In Azure, everything is volatile and a site which holds user files such as images or documents needs to be reprogrammed to hold those files on shared virtual storage drives, so that when the CD swaps deployment slots, the latest files aren’t swapped too. But, it’s easy to do and the benefits are immense.
Staying within the Microsoft Stack for the entire development cycle has huge benefits too — We develop using Visual Studio, and host our Git repositories on VSTS, which is where we’ve migrated our project management process to as well, so that we can work on an issue, relate Git commits to it, and see which build the issue was released in, all within the same software. Pull requests mean that other developers can review and comment on the code from within Visual Studio, which can also manage the Git pulls and commits. We can set up CI/CD in Azure and then make more granular changes to that setup within VSTS, all very quickly and transparently.
I can even get a Slack message when a build is completed, or, more importantly maybe, when it fails; we create a new Git branch for each issue we work on, and then commit that branch back to the trunk, so we get immediate feedback from the CI system if something has broken, and immediate feedback from the client, who can access the staging site — no more waiting two weeks for an official release, when we would then have to merge all of our development branches into the master at once — sheer hell — instead, a steady, gradual and safe deployment. The ability for clients to give such instant feedback means that they can see what element of a project we’re working on and give early feedback, so that we can implement any adjustments early in the life-cycle.
It really feels like we’re at the point where this kind of automation provides a juicy layer of immediacy, interaction and intelligence that has always been needed in managing these processes, and the result is a huge improvement in reliability and speed and quality. I’ll go more deeply into the details of all these technologies in future articles, but for now, here’s to the brave new world; I’m a very happy resident.

**Task brief:** Retype the passage on Azure deployment from "It really feels" to "very happy resident.". The listing below comes from a separate source.

**Source excerpt:**
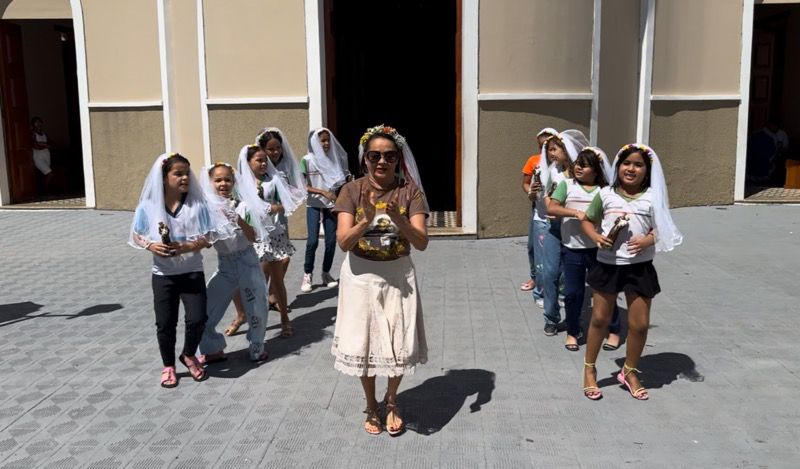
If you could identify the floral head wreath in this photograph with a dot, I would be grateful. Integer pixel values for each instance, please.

**The result:**
It really feels like we’re at the point where this kind of automation provides a juicy layer of immediacy, interaction and intelligence that has always been needed in managing these processes, and the result is a huge improvement in reliability and speed and quality. I’ll go more deeply into the details of all these technologies in future articles, but for now, here’s to the brave new world; I’m a very happy resident.